● Image entries for named regions
* BEGIN *

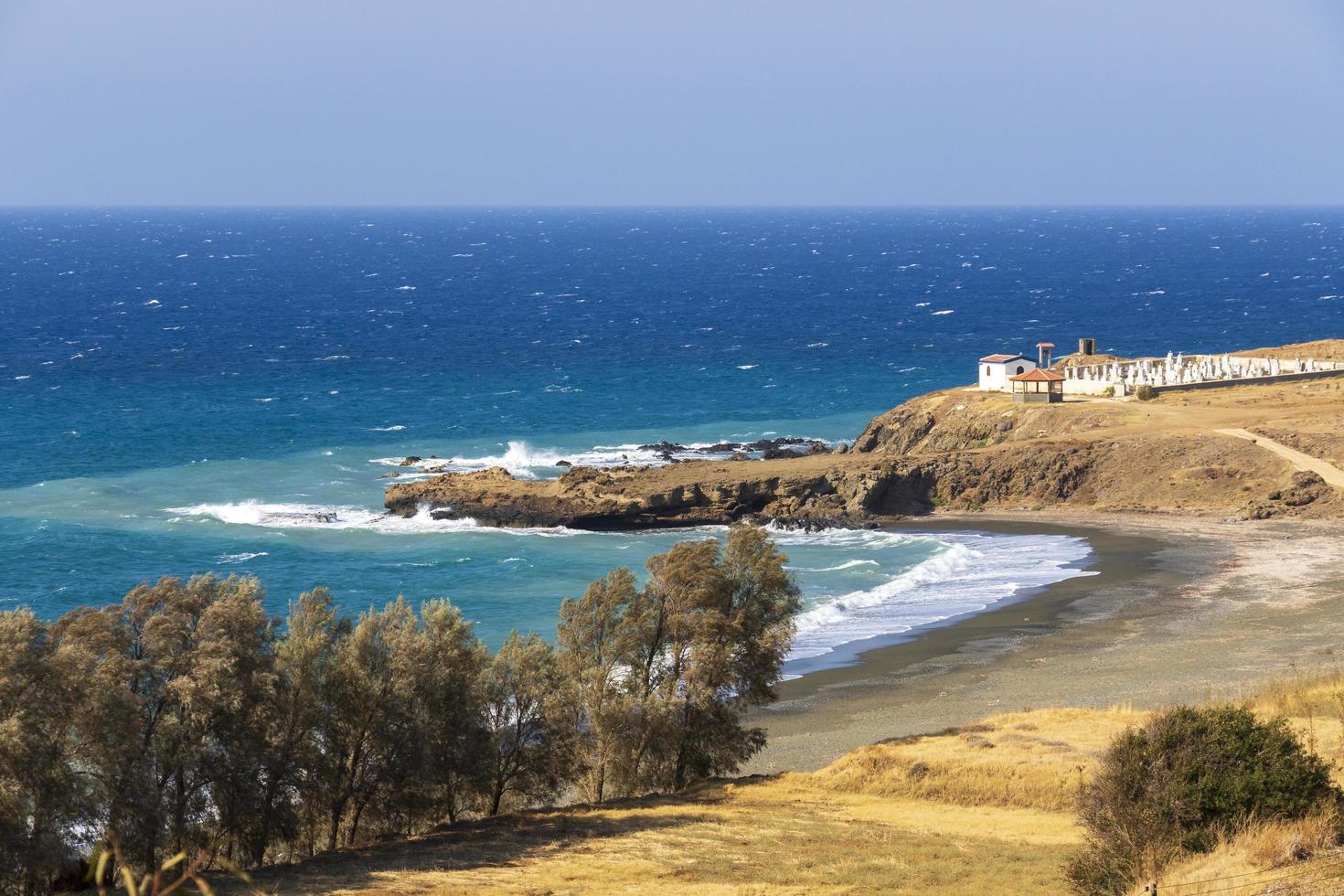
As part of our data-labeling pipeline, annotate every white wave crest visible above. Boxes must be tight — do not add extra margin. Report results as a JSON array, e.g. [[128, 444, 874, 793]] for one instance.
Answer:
[[793, 560, 881, 572], [368, 439, 824, 480], [219, 550, 270, 563]]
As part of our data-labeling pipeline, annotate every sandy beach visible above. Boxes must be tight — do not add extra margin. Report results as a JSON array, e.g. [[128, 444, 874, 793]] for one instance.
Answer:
[[744, 513, 1344, 773]]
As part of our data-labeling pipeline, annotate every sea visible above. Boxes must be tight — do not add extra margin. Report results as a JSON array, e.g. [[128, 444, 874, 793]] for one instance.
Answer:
[[0, 208, 1344, 669]]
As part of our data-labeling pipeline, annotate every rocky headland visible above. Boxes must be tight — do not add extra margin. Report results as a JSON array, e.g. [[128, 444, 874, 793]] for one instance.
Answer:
[[386, 341, 1344, 529]]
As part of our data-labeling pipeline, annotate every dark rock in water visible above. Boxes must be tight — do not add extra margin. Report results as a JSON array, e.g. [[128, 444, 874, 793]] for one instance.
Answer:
[[741, 435, 807, 452], [634, 442, 687, 459]]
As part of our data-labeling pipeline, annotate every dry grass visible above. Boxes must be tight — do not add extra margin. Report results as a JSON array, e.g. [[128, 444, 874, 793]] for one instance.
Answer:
[[809, 707, 1144, 813], [1130, 814, 1344, 896], [225, 676, 1344, 896]]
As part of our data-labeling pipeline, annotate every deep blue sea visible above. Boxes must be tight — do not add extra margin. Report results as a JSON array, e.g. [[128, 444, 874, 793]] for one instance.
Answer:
[[0, 208, 1344, 671]]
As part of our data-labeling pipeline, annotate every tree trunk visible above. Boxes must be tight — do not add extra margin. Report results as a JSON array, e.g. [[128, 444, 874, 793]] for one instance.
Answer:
[[346, 799, 368, 847], [326, 796, 346, 853]]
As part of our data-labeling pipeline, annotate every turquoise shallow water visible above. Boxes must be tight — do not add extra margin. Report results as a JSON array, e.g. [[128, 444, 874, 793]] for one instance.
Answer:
[[0, 209, 1344, 668]]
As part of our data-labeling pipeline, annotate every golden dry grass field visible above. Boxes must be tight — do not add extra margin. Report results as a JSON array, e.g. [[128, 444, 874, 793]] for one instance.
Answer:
[[236, 677, 1344, 896]]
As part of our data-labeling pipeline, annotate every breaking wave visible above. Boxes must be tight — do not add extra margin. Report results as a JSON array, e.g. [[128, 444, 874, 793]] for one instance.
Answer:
[[368, 439, 826, 480], [777, 532, 1095, 667]]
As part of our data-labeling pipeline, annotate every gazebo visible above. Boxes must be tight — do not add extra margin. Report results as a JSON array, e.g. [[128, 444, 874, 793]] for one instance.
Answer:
[[1008, 368, 1064, 404]]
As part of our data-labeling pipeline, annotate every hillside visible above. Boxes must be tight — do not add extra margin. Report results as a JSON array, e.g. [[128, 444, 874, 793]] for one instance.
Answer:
[[386, 340, 1344, 529], [236, 677, 1344, 896]]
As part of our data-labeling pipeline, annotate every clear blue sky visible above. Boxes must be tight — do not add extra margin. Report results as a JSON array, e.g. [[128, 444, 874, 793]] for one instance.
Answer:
[[0, 0, 1344, 204]]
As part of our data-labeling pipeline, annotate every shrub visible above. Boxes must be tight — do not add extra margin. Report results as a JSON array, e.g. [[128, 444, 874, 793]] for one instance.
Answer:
[[1067, 707, 1344, 893]]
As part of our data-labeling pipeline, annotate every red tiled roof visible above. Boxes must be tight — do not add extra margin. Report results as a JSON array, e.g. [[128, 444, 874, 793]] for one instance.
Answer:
[[1008, 368, 1064, 383]]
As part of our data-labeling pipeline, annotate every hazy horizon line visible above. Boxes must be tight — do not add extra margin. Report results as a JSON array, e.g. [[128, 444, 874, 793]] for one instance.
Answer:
[[0, 201, 1344, 212]]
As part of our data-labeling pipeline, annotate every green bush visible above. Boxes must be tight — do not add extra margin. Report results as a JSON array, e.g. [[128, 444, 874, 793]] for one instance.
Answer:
[[1067, 707, 1344, 893]]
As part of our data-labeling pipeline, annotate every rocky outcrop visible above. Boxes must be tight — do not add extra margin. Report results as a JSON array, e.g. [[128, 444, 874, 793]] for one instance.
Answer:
[[386, 349, 1344, 529], [386, 458, 890, 529]]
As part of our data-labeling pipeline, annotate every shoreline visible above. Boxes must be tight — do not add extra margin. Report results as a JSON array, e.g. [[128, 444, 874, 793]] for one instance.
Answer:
[[741, 513, 1344, 773]]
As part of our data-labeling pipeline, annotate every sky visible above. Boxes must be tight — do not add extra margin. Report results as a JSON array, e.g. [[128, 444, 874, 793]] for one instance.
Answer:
[[0, 0, 1344, 206]]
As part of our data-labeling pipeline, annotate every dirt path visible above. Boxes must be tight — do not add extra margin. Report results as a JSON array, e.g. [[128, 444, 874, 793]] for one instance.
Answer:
[[1213, 430, 1344, 489]]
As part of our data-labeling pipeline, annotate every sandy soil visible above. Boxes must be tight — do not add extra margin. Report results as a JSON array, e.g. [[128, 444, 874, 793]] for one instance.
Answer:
[[744, 513, 1344, 773]]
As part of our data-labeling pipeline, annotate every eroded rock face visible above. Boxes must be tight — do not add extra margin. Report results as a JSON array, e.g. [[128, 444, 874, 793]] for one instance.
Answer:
[[386, 368, 1344, 529], [386, 461, 879, 529]]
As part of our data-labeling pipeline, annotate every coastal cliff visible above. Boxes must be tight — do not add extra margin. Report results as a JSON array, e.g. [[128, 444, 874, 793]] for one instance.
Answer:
[[386, 344, 1344, 529]]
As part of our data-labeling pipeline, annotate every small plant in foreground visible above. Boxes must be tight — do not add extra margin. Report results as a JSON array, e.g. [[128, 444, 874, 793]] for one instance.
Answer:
[[1066, 707, 1344, 893]]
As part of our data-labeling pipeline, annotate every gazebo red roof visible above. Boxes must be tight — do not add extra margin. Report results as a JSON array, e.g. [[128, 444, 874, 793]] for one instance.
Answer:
[[1008, 368, 1064, 383]]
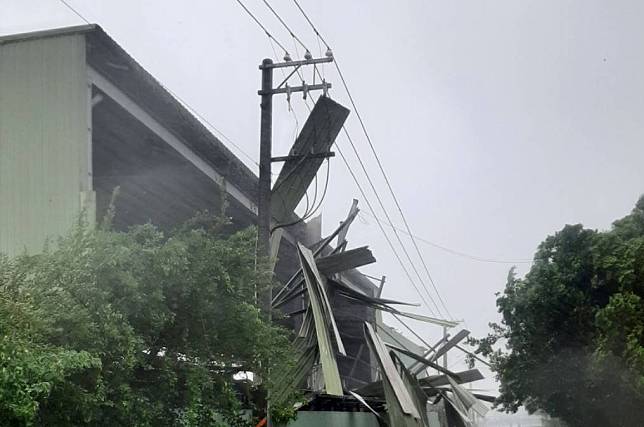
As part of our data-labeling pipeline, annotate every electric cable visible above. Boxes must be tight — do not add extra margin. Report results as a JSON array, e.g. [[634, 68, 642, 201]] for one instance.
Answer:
[[58, 0, 92, 25], [235, 0, 288, 55], [262, 0, 311, 54], [359, 212, 533, 264]]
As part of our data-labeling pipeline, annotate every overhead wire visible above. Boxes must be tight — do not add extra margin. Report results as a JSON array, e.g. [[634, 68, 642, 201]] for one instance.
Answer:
[[334, 59, 454, 319], [58, 0, 259, 171], [293, 0, 454, 318], [237, 0, 451, 317], [58, 0, 92, 25], [360, 212, 533, 264], [294, 100, 436, 316], [235, 0, 288, 54]]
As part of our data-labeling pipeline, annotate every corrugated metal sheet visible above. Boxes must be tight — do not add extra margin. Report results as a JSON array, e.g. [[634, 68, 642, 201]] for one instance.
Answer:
[[0, 34, 94, 255], [280, 411, 380, 427]]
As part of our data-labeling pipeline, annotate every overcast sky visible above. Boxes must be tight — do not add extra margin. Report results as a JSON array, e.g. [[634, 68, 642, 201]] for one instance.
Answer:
[[0, 0, 644, 398]]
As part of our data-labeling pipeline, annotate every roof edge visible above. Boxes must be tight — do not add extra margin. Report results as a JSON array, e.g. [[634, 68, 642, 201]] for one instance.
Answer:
[[0, 24, 101, 44]]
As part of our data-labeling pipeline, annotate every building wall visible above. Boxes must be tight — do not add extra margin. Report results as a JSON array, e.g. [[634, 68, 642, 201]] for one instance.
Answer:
[[0, 34, 94, 256], [280, 411, 379, 427]]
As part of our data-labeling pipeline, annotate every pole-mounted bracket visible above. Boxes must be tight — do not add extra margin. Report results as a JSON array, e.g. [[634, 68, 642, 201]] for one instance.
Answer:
[[271, 151, 335, 162], [257, 82, 332, 95], [259, 56, 333, 70]]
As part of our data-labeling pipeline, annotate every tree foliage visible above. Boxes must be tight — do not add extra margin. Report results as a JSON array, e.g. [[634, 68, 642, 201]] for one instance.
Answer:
[[0, 218, 294, 426], [472, 197, 644, 426]]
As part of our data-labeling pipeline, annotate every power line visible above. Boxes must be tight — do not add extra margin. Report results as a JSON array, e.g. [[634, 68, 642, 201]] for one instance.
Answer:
[[235, 0, 288, 54], [335, 144, 436, 316], [365, 212, 532, 264], [58, 0, 92, 25], [296, 100, 436, 316], [296, 100, 442, 316], [161, 84, 259, 166], [237, 0, 452, 317], [59, 0, 259, 170], [336, 127, 452, 317], [293, 0, 453, 318], [334, 59, 454, 319], [262, 0, 310, 52]]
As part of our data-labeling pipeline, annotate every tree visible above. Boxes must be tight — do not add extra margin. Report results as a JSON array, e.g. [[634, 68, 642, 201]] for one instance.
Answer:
[[471, 197, 644, 426], [0, 218, 294, 426]]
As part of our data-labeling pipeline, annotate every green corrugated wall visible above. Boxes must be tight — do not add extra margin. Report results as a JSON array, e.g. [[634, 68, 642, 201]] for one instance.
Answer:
[[0, 34, 94, 256], [280, 411, 379, 427]]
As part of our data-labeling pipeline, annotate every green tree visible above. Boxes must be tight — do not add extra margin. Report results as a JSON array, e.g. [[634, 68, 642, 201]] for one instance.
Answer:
[[0, 218, 294, 426], [471, 197, 644, 426]]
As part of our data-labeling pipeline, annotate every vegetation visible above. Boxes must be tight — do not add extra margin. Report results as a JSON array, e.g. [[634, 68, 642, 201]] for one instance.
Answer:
[[472, 197, 644, 426], [0, 218, 294, 426]]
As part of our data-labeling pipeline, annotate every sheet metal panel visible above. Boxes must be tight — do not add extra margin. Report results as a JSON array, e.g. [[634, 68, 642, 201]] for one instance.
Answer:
[[271, 96, 349, 221], [0, 34, 94, 256]]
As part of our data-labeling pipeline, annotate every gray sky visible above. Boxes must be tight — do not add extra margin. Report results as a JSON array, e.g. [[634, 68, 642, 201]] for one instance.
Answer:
[[0, 0, 644, 394]]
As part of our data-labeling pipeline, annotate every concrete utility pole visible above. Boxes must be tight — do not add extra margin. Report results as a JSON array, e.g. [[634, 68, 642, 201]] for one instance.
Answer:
[[256, 51, 333, 427], [257, 58, 273, 320]]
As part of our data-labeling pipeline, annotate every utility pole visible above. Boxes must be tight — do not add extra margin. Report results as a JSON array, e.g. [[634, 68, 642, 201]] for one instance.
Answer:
[[256, 51, 333, 427], [257, 58, 273, 321], [443, 326, 447, 369]]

* END *

● Task directions
Report every line of the data above that contains the word "corrugated". Letter case counts.

● Result of this task
As part of our data-labeling pipeline, annotate every corrugated metal sheet visible above. Boxes must be tight — do not add extra margin. Report results as a JSON array, e.g. [[634, 68, 642, 201]] for one instance.
As part of our data-labeling pipeline, annotate every green corrugated wall visible above. Boxes must be tight — do not add extra margin. Report results as a JSON array, e.g. [[634, 68, 642, 201]] for one instance.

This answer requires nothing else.